KUALA LUMPUR: Some of the operators of the National Service Training Programme (NS) are now saddled with debts amounting to millions of ringgit.

Some have even been declared bankrupt after being unable to service the bank loans taken to construct and upgrade the camps.

There are 81 NS camps nationwide, with the overall cost of building them projected to be more than RM1 billion. Each operator had forked out between RM12 million to RM19 million to build and run these camps for the programmes, which ran from 2004 to 2018.

These operators had taken out loans to buy or lease land, construct buildings and ready the infrastructure to fulfil conditions meted out by the government. Many, however, are now burdened by debt as well arrears owed to the Inland Revenue Board (IRB).

Association of Former NS Camp Operators (PKBPPKN) president, Mohd Rawi Mohd Arof, said at the beginning of the programme, there were 24 camps in operation.

This eventually rose to more than 40, with each camp able to accommodate between 400 and 450 trainees.

The three-month training programme covered physical modules, national identity, character-building and community service for youths, costing an estimated RM600 million a year. It was suspended in 2015 after a rationalisation exercise by the government.

NS 3.0 TO BE ROLLED OUT

The NS programme was reintroduced in 2016, with only 20,000 trainees. This, however, was short-lived after the government cancelled the programme in Aug 2018.

Last November, the government announced that it planned to roll out NS 3.0, with training to be conducted at 13 Territorial Army camps, instead of the existing NS camps.

§ **Given problem a**
Show each line of the records below that contains the string "dark", copying every such line in full.

§ **Working data**

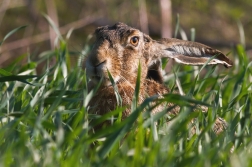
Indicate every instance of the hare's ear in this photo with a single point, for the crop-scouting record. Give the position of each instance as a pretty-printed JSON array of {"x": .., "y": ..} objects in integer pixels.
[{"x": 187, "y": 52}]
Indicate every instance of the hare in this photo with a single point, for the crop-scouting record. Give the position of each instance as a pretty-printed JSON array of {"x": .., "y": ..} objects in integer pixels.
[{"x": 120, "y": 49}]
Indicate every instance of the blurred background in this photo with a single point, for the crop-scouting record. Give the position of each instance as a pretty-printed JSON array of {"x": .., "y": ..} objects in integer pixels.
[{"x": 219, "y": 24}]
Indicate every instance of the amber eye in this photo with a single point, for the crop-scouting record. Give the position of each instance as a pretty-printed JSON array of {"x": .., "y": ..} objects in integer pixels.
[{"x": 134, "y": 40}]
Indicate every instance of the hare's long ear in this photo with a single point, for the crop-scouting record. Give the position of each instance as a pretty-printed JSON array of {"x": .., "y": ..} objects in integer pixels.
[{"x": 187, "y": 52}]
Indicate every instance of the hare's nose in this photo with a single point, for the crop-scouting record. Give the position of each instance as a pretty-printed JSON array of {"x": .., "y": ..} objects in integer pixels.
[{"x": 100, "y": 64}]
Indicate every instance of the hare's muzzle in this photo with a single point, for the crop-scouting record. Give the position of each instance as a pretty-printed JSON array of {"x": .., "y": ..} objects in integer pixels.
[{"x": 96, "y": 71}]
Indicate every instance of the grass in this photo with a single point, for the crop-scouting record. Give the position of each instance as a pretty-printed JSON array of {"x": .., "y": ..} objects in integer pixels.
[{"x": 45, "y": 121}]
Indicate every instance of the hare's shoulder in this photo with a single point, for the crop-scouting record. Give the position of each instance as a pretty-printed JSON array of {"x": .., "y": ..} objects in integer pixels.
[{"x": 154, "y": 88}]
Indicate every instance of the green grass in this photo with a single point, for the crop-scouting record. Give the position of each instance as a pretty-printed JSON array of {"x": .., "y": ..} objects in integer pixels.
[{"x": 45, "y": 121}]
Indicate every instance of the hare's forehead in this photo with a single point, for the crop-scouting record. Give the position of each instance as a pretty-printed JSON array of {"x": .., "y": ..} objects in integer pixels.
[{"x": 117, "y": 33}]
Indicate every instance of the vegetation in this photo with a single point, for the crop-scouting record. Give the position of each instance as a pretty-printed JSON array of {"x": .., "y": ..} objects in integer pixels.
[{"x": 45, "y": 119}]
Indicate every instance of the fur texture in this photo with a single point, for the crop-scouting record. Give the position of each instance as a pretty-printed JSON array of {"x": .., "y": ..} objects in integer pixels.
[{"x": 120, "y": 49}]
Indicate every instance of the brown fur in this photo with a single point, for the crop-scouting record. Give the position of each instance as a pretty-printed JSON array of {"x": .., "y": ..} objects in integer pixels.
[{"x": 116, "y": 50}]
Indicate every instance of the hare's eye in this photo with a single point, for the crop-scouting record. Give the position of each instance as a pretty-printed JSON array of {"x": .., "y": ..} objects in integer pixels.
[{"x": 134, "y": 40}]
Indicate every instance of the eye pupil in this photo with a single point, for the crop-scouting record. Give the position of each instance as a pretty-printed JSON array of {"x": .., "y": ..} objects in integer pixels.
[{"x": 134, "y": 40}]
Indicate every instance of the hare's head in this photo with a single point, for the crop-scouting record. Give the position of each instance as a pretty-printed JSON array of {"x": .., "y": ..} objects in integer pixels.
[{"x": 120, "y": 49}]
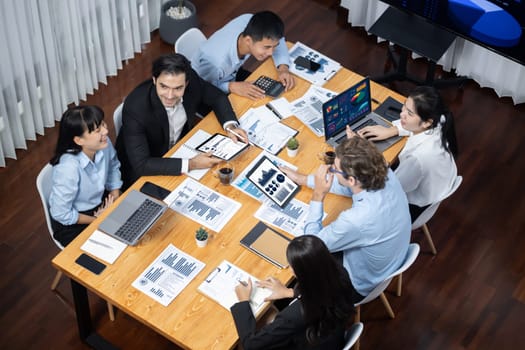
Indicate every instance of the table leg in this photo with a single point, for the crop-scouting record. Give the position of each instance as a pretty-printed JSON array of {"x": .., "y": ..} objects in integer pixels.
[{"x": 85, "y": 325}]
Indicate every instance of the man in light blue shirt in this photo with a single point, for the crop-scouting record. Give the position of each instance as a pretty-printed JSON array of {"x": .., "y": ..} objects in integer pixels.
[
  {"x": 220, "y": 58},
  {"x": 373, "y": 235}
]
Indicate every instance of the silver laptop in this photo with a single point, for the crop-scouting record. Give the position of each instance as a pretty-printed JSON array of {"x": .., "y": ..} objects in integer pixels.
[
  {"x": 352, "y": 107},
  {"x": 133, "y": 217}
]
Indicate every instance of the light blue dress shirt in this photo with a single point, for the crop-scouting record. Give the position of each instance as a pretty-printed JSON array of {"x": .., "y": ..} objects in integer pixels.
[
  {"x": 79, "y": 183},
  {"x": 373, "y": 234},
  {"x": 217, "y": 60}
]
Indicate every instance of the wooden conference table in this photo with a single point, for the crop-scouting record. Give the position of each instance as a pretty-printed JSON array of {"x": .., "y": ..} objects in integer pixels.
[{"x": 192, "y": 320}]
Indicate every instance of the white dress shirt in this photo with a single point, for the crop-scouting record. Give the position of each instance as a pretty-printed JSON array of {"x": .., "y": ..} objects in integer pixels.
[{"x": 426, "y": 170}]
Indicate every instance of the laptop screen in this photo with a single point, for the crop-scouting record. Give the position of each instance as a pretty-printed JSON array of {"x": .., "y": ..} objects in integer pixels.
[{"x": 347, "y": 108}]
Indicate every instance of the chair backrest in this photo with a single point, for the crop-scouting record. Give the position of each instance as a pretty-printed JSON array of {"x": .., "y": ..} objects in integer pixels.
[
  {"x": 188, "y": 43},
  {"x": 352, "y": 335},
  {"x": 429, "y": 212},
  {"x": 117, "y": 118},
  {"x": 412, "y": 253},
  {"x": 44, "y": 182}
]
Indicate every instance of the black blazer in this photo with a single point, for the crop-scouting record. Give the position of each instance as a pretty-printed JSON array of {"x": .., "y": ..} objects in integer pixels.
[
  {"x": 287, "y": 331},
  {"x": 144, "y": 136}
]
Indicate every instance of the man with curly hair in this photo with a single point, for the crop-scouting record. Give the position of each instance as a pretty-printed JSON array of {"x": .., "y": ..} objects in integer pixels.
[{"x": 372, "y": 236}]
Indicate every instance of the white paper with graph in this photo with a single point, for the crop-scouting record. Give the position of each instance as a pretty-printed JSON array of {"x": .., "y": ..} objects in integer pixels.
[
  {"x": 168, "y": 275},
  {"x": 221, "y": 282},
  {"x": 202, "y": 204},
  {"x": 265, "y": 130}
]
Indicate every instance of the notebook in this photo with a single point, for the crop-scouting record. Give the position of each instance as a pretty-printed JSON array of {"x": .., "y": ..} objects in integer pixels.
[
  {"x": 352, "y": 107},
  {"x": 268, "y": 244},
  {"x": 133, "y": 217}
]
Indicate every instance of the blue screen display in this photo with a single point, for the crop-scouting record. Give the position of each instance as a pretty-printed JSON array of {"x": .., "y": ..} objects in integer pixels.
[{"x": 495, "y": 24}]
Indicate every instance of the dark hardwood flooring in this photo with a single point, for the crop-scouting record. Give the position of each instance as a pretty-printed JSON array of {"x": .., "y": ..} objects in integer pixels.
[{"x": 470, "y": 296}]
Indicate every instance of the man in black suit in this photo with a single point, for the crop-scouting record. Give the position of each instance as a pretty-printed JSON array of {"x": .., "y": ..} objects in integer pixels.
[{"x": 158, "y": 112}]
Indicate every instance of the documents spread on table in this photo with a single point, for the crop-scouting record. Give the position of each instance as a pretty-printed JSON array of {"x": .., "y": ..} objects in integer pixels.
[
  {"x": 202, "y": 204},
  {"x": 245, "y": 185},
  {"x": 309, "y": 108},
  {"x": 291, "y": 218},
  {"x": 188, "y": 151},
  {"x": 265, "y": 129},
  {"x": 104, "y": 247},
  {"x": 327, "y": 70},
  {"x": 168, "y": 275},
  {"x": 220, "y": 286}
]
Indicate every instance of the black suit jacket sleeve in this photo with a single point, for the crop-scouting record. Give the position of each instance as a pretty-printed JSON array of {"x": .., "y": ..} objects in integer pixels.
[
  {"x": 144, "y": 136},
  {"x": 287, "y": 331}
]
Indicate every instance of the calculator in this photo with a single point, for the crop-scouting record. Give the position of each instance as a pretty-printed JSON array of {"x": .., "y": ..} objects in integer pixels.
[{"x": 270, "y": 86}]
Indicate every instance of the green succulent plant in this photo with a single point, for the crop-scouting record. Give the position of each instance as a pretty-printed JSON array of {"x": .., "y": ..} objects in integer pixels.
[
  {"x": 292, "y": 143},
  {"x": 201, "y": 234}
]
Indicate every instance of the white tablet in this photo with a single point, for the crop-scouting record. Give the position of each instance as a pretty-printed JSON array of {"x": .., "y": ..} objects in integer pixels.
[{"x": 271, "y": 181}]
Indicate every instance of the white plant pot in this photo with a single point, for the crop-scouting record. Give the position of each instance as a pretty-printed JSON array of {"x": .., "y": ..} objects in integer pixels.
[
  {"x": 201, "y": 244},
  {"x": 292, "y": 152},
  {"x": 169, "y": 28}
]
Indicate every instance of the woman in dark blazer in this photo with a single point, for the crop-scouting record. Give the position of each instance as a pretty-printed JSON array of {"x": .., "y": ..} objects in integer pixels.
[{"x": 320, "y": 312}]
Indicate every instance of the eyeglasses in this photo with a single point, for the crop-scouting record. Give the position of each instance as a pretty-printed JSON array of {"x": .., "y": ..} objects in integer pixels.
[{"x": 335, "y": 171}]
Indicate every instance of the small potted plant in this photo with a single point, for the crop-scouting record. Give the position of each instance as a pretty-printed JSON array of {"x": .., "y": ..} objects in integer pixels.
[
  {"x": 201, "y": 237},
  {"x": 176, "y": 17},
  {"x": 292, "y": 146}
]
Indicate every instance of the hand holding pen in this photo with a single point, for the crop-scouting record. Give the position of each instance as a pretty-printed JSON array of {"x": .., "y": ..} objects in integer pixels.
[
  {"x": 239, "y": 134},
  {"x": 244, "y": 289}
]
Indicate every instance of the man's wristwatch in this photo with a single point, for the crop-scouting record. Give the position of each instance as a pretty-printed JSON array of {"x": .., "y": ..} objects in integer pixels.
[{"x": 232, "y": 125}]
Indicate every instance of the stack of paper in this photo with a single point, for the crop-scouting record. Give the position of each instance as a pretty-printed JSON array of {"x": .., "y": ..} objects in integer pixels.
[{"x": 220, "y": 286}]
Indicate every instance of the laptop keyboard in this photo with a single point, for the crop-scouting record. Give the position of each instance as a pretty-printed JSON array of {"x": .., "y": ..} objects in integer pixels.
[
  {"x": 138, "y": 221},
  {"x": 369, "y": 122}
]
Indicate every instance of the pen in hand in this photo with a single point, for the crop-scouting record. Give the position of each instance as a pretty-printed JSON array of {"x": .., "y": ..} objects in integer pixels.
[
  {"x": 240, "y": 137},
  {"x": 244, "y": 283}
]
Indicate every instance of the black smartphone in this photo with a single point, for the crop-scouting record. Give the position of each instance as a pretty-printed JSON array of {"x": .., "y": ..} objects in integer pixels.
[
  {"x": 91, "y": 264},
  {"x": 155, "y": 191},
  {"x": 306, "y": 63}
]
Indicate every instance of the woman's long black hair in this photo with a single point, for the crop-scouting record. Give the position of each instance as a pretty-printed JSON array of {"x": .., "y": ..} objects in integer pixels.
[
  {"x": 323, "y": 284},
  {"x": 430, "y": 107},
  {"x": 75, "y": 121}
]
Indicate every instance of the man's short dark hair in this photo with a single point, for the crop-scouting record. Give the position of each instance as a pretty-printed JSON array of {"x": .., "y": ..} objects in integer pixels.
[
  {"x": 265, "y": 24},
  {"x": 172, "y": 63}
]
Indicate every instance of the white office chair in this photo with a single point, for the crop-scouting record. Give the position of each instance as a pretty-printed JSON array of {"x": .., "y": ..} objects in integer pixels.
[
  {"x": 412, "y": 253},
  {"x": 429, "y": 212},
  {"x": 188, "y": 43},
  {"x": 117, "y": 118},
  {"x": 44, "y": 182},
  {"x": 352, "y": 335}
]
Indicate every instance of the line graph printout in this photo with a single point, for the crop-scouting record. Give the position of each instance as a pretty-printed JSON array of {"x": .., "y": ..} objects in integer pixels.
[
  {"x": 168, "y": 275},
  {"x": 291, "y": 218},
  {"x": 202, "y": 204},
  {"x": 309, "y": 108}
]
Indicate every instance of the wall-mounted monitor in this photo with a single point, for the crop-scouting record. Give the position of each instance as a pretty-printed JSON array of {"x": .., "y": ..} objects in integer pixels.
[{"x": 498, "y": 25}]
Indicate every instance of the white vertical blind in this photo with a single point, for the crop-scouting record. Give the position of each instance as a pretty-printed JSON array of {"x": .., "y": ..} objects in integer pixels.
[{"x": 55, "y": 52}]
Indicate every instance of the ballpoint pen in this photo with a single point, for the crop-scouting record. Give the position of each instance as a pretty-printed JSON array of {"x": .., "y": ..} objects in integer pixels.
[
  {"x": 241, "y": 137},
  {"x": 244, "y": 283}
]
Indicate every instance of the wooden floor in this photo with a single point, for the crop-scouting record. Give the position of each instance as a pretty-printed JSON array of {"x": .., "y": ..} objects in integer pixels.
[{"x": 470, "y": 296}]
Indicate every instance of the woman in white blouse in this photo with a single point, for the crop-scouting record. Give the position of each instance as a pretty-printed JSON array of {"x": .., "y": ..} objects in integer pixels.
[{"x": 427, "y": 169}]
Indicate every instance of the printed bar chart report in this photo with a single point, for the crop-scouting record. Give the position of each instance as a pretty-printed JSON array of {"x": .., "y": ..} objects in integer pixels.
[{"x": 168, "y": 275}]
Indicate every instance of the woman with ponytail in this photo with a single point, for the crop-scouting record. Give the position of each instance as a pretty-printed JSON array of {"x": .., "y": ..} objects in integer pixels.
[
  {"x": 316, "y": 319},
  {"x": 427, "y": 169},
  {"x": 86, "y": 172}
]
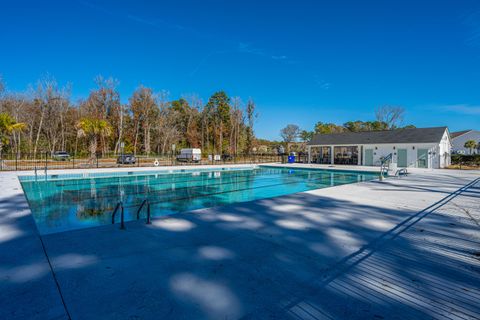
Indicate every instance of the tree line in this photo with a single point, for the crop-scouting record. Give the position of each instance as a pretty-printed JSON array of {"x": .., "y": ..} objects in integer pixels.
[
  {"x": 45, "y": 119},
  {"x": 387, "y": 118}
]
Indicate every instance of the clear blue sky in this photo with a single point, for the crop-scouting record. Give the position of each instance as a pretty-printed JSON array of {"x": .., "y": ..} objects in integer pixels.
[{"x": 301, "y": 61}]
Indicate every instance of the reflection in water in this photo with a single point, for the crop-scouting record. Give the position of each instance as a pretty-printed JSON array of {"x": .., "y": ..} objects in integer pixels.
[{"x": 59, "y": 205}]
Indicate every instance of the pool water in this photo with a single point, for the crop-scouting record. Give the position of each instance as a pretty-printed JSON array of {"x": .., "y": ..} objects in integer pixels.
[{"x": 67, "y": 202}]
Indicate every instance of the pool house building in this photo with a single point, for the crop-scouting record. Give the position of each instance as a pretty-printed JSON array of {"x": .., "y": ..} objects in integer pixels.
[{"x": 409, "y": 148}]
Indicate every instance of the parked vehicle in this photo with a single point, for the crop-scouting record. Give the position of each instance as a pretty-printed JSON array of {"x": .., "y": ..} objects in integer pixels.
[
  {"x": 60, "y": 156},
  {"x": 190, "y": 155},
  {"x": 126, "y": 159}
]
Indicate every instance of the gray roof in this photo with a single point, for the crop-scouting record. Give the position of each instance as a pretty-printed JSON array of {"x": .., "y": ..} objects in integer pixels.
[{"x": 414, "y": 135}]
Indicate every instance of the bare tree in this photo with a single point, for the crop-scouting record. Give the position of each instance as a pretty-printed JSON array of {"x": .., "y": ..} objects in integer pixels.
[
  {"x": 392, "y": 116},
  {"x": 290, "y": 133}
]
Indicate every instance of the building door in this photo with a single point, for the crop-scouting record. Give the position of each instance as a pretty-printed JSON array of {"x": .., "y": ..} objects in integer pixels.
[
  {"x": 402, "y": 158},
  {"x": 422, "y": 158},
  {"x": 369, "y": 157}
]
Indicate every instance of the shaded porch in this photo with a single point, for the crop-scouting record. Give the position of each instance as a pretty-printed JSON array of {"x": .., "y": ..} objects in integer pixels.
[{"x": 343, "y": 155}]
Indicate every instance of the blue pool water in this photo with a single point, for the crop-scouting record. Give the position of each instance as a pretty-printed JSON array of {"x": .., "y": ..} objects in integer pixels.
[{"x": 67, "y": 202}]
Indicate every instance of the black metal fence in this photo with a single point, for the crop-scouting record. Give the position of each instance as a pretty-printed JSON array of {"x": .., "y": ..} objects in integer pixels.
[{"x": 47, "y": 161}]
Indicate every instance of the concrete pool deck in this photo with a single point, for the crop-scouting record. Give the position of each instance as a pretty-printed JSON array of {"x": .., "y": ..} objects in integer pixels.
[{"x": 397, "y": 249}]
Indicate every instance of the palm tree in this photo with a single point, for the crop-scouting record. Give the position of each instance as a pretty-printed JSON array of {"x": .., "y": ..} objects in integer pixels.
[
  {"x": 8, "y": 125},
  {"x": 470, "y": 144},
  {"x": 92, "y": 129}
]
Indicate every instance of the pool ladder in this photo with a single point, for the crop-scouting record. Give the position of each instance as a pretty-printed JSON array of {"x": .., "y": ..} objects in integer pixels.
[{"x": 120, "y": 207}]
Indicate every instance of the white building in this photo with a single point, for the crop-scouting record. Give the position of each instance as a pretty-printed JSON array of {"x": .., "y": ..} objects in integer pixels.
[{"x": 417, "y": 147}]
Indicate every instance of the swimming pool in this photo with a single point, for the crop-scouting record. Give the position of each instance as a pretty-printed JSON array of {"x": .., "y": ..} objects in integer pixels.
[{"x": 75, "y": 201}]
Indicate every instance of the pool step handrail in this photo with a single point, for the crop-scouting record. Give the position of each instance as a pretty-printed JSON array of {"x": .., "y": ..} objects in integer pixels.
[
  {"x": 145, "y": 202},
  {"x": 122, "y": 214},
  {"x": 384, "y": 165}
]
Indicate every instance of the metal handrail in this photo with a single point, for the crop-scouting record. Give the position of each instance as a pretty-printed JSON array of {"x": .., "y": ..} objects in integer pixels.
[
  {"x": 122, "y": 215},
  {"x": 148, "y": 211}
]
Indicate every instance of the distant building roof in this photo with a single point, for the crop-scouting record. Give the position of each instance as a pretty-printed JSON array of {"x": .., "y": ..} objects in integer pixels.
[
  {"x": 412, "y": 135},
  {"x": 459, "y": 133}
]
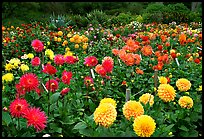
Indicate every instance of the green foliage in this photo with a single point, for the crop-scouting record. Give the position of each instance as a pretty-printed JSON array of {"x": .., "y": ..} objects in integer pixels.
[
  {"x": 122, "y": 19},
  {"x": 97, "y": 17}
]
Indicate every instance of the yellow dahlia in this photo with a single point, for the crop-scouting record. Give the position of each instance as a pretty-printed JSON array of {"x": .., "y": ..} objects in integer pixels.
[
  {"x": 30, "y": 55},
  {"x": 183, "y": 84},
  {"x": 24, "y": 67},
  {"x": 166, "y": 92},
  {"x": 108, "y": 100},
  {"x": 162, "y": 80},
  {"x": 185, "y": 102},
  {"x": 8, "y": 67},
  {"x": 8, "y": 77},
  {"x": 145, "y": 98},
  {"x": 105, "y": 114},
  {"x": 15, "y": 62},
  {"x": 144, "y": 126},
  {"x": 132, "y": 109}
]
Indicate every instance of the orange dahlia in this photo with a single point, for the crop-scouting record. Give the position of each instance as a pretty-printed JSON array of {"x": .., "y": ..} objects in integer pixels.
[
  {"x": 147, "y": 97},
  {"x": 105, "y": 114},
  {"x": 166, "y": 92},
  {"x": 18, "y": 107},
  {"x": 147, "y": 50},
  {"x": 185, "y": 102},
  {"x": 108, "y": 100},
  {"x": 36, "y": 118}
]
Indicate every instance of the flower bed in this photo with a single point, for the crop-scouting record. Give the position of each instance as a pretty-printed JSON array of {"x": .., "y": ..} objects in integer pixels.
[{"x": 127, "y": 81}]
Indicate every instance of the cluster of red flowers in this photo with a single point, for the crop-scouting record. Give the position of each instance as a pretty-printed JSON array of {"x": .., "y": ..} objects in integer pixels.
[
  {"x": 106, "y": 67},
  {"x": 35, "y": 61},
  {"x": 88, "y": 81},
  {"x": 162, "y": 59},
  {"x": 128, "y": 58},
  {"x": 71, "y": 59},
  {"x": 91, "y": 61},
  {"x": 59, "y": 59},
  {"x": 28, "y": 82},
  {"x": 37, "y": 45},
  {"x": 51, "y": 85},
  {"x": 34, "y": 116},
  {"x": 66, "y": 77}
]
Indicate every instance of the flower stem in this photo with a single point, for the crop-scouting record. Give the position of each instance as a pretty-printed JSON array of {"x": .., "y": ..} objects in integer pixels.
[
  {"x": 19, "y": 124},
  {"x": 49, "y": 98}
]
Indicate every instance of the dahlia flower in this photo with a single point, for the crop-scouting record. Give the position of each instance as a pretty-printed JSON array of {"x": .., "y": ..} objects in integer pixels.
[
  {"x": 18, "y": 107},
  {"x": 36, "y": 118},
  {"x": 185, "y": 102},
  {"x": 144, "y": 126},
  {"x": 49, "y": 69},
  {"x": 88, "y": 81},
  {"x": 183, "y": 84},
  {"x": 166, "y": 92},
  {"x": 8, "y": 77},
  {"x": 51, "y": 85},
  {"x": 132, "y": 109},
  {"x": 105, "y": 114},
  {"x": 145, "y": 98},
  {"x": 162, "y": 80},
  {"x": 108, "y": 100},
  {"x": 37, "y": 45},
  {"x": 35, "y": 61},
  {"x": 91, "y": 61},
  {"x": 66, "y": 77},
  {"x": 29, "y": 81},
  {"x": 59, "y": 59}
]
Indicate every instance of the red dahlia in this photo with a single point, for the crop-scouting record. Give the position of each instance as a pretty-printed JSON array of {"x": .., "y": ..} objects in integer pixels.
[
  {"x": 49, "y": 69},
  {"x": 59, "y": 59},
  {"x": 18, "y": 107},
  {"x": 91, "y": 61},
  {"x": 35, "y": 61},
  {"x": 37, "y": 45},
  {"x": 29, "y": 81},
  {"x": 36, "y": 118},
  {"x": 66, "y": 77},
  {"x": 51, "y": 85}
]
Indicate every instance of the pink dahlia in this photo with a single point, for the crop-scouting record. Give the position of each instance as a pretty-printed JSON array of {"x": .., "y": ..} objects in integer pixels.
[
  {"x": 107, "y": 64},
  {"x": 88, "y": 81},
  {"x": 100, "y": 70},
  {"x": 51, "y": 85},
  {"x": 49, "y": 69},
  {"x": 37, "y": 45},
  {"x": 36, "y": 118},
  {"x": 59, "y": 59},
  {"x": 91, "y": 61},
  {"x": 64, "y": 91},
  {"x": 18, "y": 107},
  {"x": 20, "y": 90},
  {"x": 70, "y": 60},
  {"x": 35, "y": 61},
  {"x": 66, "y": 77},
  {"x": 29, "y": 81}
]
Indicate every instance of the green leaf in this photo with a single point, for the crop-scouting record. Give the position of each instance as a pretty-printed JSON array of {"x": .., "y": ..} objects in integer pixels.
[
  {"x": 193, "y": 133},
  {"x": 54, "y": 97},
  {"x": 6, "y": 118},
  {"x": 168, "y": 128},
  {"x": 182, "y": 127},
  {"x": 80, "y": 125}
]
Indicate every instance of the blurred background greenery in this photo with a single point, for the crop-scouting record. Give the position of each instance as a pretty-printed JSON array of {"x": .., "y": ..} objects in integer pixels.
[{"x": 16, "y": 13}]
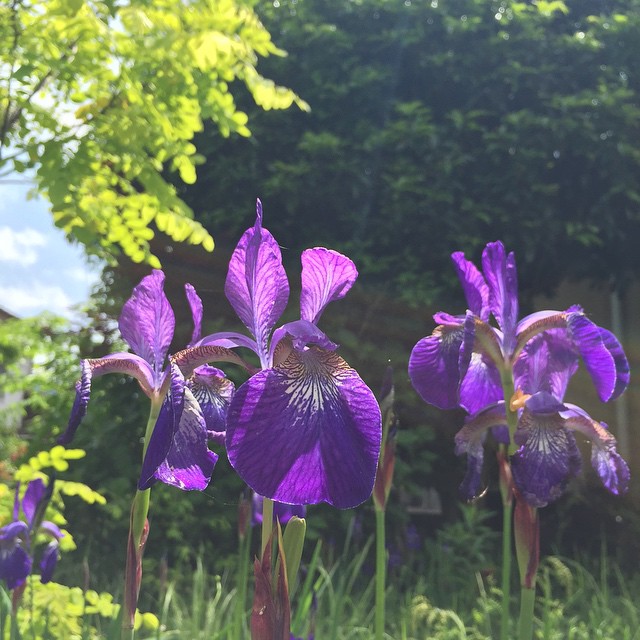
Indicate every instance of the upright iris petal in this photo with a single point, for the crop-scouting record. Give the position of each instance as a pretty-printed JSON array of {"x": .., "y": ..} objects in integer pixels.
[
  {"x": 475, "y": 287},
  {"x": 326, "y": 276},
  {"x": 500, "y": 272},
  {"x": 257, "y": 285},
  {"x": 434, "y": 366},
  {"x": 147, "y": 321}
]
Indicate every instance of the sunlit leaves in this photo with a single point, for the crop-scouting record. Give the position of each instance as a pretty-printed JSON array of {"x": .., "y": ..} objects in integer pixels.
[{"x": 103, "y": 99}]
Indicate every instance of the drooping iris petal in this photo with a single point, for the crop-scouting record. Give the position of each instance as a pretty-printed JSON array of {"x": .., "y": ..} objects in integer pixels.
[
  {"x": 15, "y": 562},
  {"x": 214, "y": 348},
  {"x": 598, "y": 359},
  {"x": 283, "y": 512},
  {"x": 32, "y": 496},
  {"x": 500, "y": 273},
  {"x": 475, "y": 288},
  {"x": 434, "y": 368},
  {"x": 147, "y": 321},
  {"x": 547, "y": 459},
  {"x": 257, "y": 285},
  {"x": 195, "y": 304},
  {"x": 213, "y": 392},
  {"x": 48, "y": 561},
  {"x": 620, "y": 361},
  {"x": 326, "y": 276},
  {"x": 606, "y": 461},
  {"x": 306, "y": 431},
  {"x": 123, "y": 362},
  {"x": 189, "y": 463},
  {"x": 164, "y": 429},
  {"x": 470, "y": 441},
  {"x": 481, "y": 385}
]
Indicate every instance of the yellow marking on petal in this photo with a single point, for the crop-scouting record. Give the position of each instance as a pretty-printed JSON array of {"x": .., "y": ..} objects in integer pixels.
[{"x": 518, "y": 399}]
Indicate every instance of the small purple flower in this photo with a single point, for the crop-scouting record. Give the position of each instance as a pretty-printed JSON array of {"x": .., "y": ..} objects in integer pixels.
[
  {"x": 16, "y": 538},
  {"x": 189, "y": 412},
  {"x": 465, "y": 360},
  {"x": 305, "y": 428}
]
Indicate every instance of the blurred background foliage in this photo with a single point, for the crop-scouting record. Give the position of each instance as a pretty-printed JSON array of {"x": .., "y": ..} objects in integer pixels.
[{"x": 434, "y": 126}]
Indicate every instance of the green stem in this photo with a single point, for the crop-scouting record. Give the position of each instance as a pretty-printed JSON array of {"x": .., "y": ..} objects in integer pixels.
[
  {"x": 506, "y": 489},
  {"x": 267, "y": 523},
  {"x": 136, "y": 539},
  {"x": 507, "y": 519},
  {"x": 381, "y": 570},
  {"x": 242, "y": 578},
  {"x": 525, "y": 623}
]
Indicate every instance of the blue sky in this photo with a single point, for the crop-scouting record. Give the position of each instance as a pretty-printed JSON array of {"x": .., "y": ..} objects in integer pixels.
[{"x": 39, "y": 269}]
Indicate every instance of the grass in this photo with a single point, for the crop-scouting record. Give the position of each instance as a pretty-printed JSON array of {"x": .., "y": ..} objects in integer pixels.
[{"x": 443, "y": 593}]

§ **Given problem b**
Supply the next part of the report above on the debts of Malaysia's former National Service camp operators, continuing from its final sentence.

§ **Exercise result a**
Indicate every instance of the dark hardwood flooring in this photo with a single point, for the crop-scouting record. Give the position of each instance as a pretty-printed JSON array of {"x": .., "y": ..} objects in integer pixels.
Indicate every instance of the woman in dark blazer in this photo with a single point, for the crop-scouting record. Give the position of each instance as a pretty-printed JSON array of {"x": .., "y": ..} objects in integer pixels.
Indicate every instance of the man's short dark hair in this photo with a single point, for the crop-scouting record. Give the position of each instance as a pretty-printed JSON array of {"x": .., "y": ..} objects in integer pixels.

§ **Exercise result b**
On the previous NS camp operations, Mohd Rawi said operators were given a five-year contract until 2008, then a two-year renewal from 2009 before a three-year contract was added until 2013.

"After 2008, all camps were required to adhere to the minimum guidelines (SOC), with successful operators having their contracts renewed for three years from 2014 to 2016, with two added years until 2018," he told Berita Harian.

He said in the initial stages of operations, buildings in NS camps were allowed to be semi-permanent. However, after the 2008 SOC, operators were required to make the buildings permanent.

An amendment to the 2008 SOC in 2013 also included a number of improvements required by the operators.

"The cost of construction, upgrading and improvements were borne by the operators. We can say that each operator spent between RM12 million to RM19 million on their own camps. Many took out bank loans for these required works, until the NS programme was suspended in 2015.

"However, following negotiations, the government then agreed to pay RM70,000 a month to help operators shoulder the cost of maintaining the camps following the programme suspension," he said.

Despite being reintroduced in 2016 as NS 2.0, he said operators were still affected as the number of trainees only amounted to 20,000. Each camp now had only between 100 to 150 trainees compared to the 80,000 trainees in the original programme.

"NS 2.0 also wasn't mandatory and only lasted 65 days per series held once a year, compared to 84 days in the original programme. The government, however, agreed to pay monthly rent for the use of the camps during NS 2.0, and not per trainee as per the original programme.

"The monthly rent ranged between RM93,000 and RM322,000, depending on the camp location and grade, as determined by the National Service Training Department (JLKN). The contracts were then renewed for four years until 2020, with each camp required to adhere to the 2008 SOC (Amendment 2013) standards.

"Many operators worked hard towards meeting the standards. Again, many operators spent big money to improve and upgrade the camps. But when the NS was abolished in Aug 2018, the contracts also ended," he said.

OPERATORS DEMAND RM244 MILLION IN COMPENSATION

Mohd Rawi said the 57 camp operators have since asked the government for RM224 million in compensation after the programme was scrapped in 2018.

He said the amount involved 27 months of rent for the programmes which were supposed to be done in the contract period.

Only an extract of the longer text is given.